**TEXTO EXTRAÍDO:**

========================================================================

En el Foro Social de Porto Alegre de 2005 Eduardo Galeano recordó la respuesta que alguna vez dio su amigo Fernando Birri a la pregunta «¿Para qué sirve la utopía?» «Yo sé que ella está en el horizonte», contesto Birri. «Cada vez que doy un paso ella se aleja un paso… ¿Para qué sirve entonces, […]
En el Foro Social de Porto Alegre de 2005 Eduardo Galeano recordó la respuesta que alguna vez dio su amigo Fernando Birri a la pregunta «¿Para qué sirve la utopía?» «Yo sé que ella está en el horizonte», contesto Birri. «Cada vez que doy un paso ella se aleja un paso… ¿Para qué sirve entonces, entonces? Sirve para eso, para caminar. José Saramago no estuvo de acuerdo: «las utopías no sirven para nada; lo que ha transformado al mundo fue la necesidad».
Ésta, entiendo, es una respuesta que intenta ser pragmática pero refleja no solo la frustración de los intelectuales de izquierda desde los ochenta sino también un pensamiento muy anterior que data del siglo XIX: el pensamiento marxista según el cual la base material es la que dicta sus leyes a la superestructura, es decir, las necesidades materiales y los sistemas de producción sobre la ética, la educación, la religión, el arte, etc. Afirmar que algo como una idea (una utopía) desde la superestructura es capaz de cambiar la realidad material no pertenece al marxismo ortodoxo. De igual forma, Ernesto Che Guevara era marxista en la teoría e inadvertidamente antimarxista en su concepción más profunda: no solo por su romántica idea de que un grupo o un individuo como Don Quijote podía cambiar el mundo, sino por su insistencia en la fuerza de un cambio moral como motor para cambiar una realidad social.

========================================================================

**TAREAS Y EJERCICIOS:**
**1.** Enumera los ámbitos que el texto sobre la utopía cita como ejemplos de la superestructura.
**2.** Muestra todas las líneas de las entradas que contengan la cadena "shirt", teniendo en cuenta las mayúsculas y minúsculas.
El texto y las entradas proceden de fuentes distintas.

========================================================================

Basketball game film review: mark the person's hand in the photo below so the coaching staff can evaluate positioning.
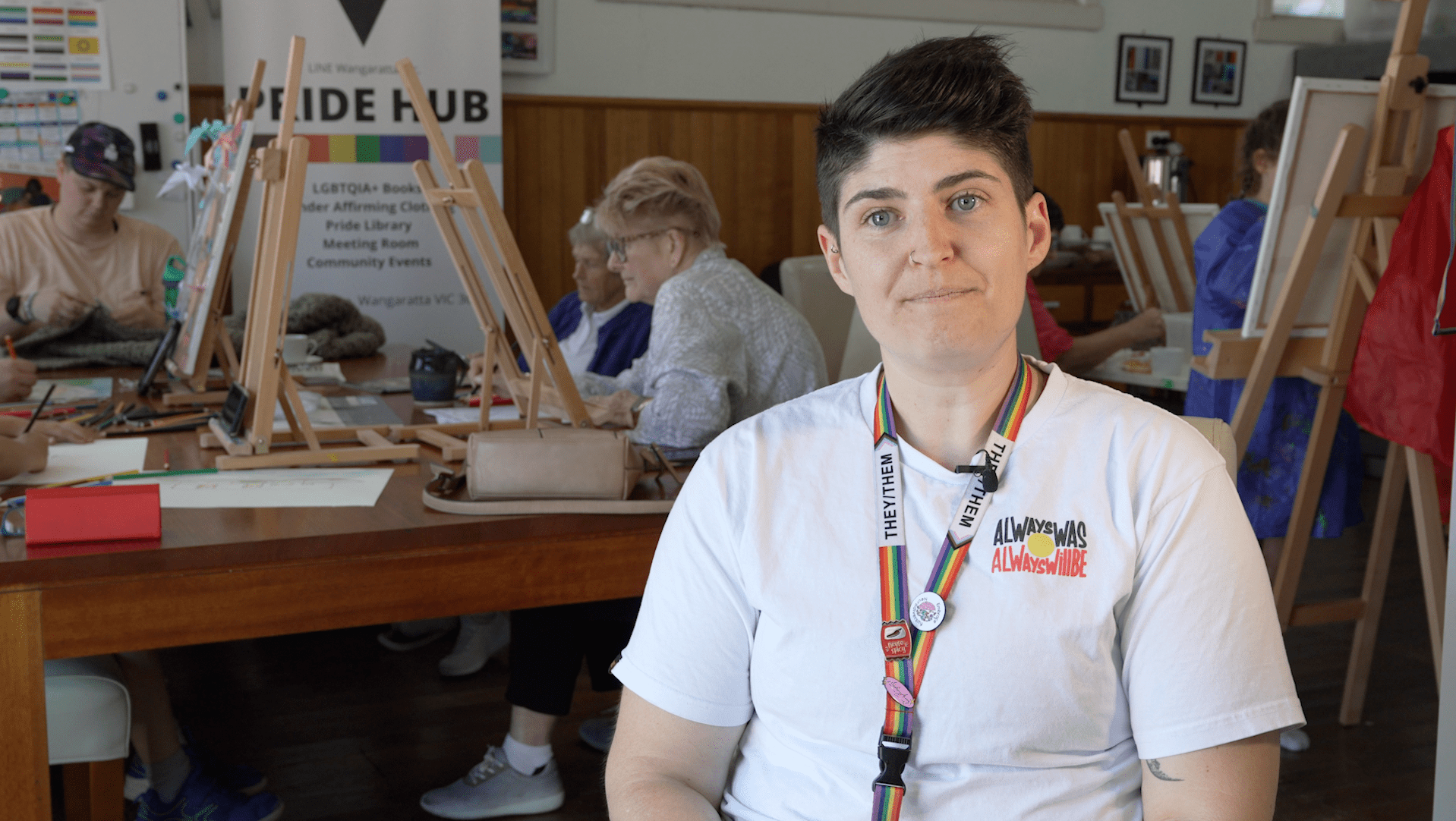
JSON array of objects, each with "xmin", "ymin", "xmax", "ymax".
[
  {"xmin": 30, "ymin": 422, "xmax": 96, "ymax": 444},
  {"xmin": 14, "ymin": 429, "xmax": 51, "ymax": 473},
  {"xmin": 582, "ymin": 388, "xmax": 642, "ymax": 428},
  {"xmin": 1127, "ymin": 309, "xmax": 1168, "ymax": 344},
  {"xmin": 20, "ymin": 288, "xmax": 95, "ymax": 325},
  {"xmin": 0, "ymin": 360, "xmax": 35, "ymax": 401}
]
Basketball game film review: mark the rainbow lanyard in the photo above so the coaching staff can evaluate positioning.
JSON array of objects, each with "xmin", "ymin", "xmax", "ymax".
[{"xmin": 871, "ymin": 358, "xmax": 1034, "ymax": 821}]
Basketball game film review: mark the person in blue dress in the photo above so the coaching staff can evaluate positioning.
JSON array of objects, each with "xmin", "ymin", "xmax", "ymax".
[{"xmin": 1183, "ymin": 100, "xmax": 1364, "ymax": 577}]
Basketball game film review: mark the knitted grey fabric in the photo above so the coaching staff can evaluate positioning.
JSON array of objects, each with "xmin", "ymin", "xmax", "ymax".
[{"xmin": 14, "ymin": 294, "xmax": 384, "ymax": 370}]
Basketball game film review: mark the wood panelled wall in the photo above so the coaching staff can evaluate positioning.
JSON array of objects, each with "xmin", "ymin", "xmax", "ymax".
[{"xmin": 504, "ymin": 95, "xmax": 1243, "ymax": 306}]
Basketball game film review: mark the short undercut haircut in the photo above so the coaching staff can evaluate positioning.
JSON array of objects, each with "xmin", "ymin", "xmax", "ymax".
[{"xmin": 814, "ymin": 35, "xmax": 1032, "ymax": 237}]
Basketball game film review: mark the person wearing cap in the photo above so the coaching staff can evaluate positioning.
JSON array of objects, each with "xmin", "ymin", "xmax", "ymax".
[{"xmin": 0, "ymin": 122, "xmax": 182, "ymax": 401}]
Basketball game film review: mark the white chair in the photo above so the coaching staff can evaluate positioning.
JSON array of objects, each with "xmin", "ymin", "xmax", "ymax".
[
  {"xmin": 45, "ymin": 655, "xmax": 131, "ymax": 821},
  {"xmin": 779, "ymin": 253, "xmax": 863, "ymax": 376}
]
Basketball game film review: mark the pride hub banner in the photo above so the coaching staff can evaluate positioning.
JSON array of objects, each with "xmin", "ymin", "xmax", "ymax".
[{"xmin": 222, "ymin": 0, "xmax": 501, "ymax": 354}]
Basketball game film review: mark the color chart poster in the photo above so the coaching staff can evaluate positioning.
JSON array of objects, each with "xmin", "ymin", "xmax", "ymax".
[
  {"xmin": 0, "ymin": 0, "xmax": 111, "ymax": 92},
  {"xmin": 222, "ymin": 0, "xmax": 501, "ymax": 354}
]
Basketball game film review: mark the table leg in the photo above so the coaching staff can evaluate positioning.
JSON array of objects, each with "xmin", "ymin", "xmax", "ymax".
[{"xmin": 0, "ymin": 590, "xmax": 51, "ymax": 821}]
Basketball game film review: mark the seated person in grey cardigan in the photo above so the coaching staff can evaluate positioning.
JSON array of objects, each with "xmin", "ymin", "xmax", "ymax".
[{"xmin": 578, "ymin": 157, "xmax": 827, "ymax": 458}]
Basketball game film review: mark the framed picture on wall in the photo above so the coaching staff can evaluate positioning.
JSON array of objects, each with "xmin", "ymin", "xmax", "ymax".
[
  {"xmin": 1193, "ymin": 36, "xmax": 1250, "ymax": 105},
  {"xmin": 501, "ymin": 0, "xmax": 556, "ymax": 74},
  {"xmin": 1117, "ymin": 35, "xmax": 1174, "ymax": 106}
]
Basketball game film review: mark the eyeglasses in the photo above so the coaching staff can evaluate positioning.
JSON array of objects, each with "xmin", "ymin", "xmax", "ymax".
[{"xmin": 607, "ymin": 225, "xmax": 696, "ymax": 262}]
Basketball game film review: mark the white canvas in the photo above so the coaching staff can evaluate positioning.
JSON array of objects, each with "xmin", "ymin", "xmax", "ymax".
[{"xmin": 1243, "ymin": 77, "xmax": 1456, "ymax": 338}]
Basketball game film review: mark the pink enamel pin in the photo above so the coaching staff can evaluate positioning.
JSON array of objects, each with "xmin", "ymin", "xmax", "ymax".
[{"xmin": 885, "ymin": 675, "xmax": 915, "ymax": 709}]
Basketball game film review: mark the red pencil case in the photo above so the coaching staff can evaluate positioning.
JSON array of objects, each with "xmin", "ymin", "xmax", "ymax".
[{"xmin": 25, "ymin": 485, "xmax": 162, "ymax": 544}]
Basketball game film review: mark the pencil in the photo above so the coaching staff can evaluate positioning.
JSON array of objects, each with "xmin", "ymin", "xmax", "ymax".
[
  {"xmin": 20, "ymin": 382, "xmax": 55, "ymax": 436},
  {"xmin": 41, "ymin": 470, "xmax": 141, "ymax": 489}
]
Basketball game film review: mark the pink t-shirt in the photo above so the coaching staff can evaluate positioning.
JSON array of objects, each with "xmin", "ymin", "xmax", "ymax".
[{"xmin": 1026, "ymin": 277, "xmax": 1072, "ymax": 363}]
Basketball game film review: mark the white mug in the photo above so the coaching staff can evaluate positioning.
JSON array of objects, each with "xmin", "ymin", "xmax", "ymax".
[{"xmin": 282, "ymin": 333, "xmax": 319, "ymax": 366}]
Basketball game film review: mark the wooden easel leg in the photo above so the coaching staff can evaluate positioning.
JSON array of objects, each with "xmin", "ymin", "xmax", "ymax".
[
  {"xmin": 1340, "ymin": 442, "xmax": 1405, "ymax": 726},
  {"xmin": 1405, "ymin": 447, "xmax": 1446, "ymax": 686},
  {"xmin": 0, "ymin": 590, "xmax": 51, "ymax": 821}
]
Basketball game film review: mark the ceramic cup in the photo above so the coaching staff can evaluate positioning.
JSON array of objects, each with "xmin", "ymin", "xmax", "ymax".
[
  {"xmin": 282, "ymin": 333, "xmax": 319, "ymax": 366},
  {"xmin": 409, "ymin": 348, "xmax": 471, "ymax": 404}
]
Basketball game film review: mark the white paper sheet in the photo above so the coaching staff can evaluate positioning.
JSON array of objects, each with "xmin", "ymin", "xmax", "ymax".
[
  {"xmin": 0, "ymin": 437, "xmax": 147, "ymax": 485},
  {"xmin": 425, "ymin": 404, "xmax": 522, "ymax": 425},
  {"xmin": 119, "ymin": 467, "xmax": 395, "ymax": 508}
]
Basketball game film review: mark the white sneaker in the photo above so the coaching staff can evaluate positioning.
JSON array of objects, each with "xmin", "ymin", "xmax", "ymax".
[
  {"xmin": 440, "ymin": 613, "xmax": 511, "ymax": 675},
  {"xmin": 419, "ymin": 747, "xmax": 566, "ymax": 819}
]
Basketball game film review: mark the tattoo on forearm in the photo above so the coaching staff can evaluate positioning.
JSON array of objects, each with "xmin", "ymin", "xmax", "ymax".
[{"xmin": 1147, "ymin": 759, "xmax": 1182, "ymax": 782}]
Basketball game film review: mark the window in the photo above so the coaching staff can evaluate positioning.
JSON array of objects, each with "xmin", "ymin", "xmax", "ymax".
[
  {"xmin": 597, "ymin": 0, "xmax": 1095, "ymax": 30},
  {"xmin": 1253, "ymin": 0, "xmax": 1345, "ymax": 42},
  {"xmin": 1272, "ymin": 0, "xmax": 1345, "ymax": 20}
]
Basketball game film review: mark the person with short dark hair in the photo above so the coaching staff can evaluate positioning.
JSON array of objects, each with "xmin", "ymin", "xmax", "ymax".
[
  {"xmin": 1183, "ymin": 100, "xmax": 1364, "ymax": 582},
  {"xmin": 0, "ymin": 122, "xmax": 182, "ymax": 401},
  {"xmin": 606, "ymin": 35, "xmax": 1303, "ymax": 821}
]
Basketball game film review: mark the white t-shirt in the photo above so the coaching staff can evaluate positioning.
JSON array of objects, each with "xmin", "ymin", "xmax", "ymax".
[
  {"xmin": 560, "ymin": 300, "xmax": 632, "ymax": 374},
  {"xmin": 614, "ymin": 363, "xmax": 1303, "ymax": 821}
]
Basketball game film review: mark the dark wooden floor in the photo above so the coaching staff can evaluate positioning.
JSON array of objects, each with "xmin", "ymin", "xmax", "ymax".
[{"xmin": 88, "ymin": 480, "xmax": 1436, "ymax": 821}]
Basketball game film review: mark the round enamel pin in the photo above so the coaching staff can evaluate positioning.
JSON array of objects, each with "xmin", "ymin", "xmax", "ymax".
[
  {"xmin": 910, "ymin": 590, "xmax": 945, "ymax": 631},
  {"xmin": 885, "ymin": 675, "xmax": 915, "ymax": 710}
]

========================================================================

**SOLUCIONES:**
**1.** La ética, la educación, la religión y el arte.

**2.**
Basketball game film review: mark the pink t-shirt in the photo above so the coaching staff can evaluate positioning.
Basketball game film review: mark the white t-shirt in the photo above so the coaching staff can evaluate positioning.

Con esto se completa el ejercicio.